> **抜粋**
^^^^^^^^^^^^^^^^

近代科学(生命科学)でも、存在者を研究しても存在を研究して
こなかった。清水の『〈いのち〉の自己組織』は、〈いのち〉(存在
を継続していく能動的な活き)を科学の問題としてはじめて取り
上げた。
・ハイデガーの存在論について:
人間は、現にそこDaに在るsein(Dasein現存在)として、
自己の世界内存在を理解する。そして世界に対する気遣い
(結局は自己の存在に対する配慮)によってその在り方が決まる。
1 未来に必ずおきる自己の死を考慮に入れる「本来的存在」
2 世間を気遣い自己の死を忘れて「人」に合わせて生きる
「非本来的存在」との二つの存在の間を現存在は揺れ動いて
生きていく。
本来的存在の重要な特徴は、自己を超えて外へ広がる脱自的
「時間性」 として存在が 現れることである。
⇒それは自己の死のある未来から現存在を時間化する
(意味づける)活きになる。
しかしハイデガーの存在論は世界に在る自己以外の存在者の
存在を一般的に表現できない。
⇒ それは自己とそれらの存在者の関係が自己への道具性に
よって捉えられていることと関係がある。
⇒ それは自己中心的な形で現存在を時間性の形で捉えたが、
共存在を表現するのに必要な場所性を見落としていることによる。

^^^^^^^^^^^^^^^^

> **資料**
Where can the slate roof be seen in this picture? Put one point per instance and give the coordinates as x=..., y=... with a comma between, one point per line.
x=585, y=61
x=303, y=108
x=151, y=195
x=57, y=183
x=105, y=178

^^^^^^^^^^^^^^^^

> **練習課題**
(1) 抜粋の中でかぎかっこ「」に入れて示されている語を、出てくる順にすべて挙げなさい。
(2) エントリーをすべて、行ごとに元のとおり書き写しなさい。
抜粋とエントリーは、互いに関係のない別々の資料である。

> **解答**
(1) 「本来的存在」、「人」、「非本来的存在」、「時間性」

(2)
Where can the slate roof be seen in this picture? Put one point per instance and give the coordinates as x=..., y=... with a comma between, one point per line.
x=585, y=61
x=303, y=108
x=151, y=195
x=57, y=183
x=105, y=178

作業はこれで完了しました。